Given request → Copy out the complete listing, word for word.

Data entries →
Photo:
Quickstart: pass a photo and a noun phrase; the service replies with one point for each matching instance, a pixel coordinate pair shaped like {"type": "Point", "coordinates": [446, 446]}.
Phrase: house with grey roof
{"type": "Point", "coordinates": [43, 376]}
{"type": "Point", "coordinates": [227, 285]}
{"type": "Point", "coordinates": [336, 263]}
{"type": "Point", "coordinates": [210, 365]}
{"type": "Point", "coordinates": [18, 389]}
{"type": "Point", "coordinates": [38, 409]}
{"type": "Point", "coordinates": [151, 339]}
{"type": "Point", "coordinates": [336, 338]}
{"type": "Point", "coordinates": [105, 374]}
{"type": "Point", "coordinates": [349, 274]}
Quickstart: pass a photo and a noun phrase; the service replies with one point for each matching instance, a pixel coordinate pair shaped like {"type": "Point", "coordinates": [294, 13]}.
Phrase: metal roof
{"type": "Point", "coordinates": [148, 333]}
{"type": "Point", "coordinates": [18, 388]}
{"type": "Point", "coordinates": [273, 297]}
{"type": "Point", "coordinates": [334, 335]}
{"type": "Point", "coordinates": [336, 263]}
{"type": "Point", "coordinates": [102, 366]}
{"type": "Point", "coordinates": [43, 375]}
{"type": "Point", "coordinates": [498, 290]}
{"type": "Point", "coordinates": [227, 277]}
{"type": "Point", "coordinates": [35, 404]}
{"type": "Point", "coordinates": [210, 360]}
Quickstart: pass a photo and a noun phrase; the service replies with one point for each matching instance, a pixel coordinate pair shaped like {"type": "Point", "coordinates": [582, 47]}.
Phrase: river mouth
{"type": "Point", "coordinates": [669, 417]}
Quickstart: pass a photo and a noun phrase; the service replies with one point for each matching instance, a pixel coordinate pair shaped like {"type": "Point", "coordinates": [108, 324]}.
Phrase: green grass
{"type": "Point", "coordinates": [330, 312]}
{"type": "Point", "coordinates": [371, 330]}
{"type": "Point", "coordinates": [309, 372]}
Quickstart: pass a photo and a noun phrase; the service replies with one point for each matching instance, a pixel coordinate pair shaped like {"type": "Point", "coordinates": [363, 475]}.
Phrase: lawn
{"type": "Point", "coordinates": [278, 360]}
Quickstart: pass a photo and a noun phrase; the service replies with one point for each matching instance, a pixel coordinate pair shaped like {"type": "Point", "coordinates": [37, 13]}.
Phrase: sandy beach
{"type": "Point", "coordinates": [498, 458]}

The response →
Photo:
Quickstart: pass a photo and a noun phrase; the service replies with one point for each matching instance, a pixel coordinate pair shaped like {"type": "Point", "coordinates": [446, 446]}.
Phrase: house with grey roof
{"type": "Point", "coordinates": [43, 376]}
{"type": "Point", "coordinates": [227, 285]}
{"type": "Point", "coordinates": [336, 263]}
{"type": "Point", "coordinates": [210, 365]}
{"type": "Point", "coordinates": [18, 389]}
{"type": "Point", "coordinates": [38, 409]}
{"type": "Point", "coordinates": [151, 339]}
{"type": "Point", "coordinates": [336, 338]}
{"type": "Point", "coordinates": [105, 374]}
{"type": "Point", "coordinates": [349, 274]}
Quickstart: pass a photo and a noun phrase; the service replies with one point for each matching instance, a pixel coordinate pair shaped like {"type": "Point", "coordinates": [294, 13]}.
Phrase: metal roof
{"type": "Point", "coordinates": [148, 333]}
{"type": "Point", "coordinates": [18, 388]}
{"type": "Point", "coordinates": [273, 297]}
{"type": "Point", "coordinates": [334, 335]}
{"type": "Point", "coordinates": [336, 263]}
{"type": "Point", "coordinates": [102, 366]}
{"type": "Point", "coordinates": [43, 375]}
{"type": "Point", "coordinates": [498, 290]}
{"type": "Point", "coordinates": [227, 277]}
{"type": "Point", "coordinates": [35, 404]}
{"type": "Point", "coordinates": [210, 360]}
Quickstart: pass a photo and a noun phrase; the service replies with one point for each matching instance, a pixel coordinate pair shaped like {"type": "Point", "coordinates": [582, 47]}.
Phrase: river mouth
{"type": "Point", "coordinates": [669, 417]}
Quickstart: pass a photo and a noun phrase; the service replies with one point for each matching instance, a pixel coordinate pair shaped like {"type": "Point", "coordinates": [108, 324]}.
Phrase: green grass
{"type": "Point", "coordinates": [330, 312]}
{"type": "Point", "coordinates": [371, 330]}
{"type": "Point", "coordinates": [309, 372]}
Quickstart: pass a photo and a noun phrase; the service replies with one point for each matching instance, a pixel coordinate pair shaped like {"type": "Point", "coordinates": [363, 475]}.
Phrase: lawn
{"type": "Point", "coordinates": [278, 360]}
Quickstart: pass a photo and a noun phrase; the service replies with one point for each matching instance, a pixel coordinate pair shaped like {"type": "Point", "coordinates": [37, 13]}.
Phrase: sandy beach
{"type": "Point", "coordinates": [498, 458]}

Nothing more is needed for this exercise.